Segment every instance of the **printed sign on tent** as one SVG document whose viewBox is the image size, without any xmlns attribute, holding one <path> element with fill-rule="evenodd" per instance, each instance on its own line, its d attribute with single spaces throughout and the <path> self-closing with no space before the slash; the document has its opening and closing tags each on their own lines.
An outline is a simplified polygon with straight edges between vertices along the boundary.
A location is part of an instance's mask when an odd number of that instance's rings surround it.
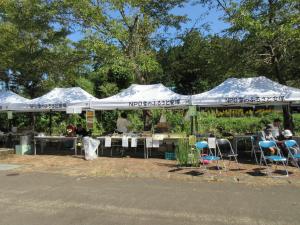
<svg viewBox="0 0 300 225">
<path fill-rule="evenodd" d="M 153 148 L 159 148 L 159 140 L 153 139 L 152 140 L 152 147 Z"/>
<path fill-rule="evenodd" d="M 124 147 L 124 148 L 128 148 L 129 147 L 128 139 L 129 138 L 127 136 L 123 136 L 122 137 L 122 147 Z"/>
<path fill-rule="evenodd" d="M 197 116 L 197 108 L 195 105 L 189 106 L 189 116 Z"/>
<path fill-rule="evenodd" d="M 111 147 L 111 137 L 105 137 L 104 147 Z"/>
<path fill-rule="evenodd" d="M 82 108 L 67 107 L 66 112 L 67 112 L 67 114 L 81 114 L 82 113 Z"/>
<path fill-rule="evenodd" d="M 152 148 L 153 147 L 153 139 L 152 138 L 146 138 L 146 148 Z"/>
<path fill-rule="evenodd" d="M 7 119 L 11 120 L 13 118 L 13 113 L 11 111 L 7 112 Z"/>
<path fill-rule="evenodd" d="M 94 118 L 95 118 L 95 111 L 93 110 L 86 111 L 86 126 L 88 129 L 93 129 Z"/>
<path fill-rule="evenodd" d="M 136 137 L 132 137 L 131 138 L 131 147 L 132 148 L 136 148 L 137 147 L 137 138 Z"/>
<path fill-rule="evenodd" d="M 214 137 L 213 138 L 208 138 L 207 143 L 208 143 L 209 148 L 213 148 L 213 149 L 216 148 L 216 138 L 214 138 Z"/>
</svg>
........
Each line of the records above, from the first through the one containing "An outline is", is to be retyped exactly; no other line belongs.

Segment every instance of the **printed sign on tent** as one SVG document whose viewBox is the image size, without any xmlns attribute, holding one <path> element with fill-rule="evenodd" per instance, each instance on its own line, its d attribute with single spaces throughout and the <path> self-closing with no space before the slash; the document has its opening and closing tags each on their own lines.
An outline is a simplified polygon with straight edges between vertices along the boundary.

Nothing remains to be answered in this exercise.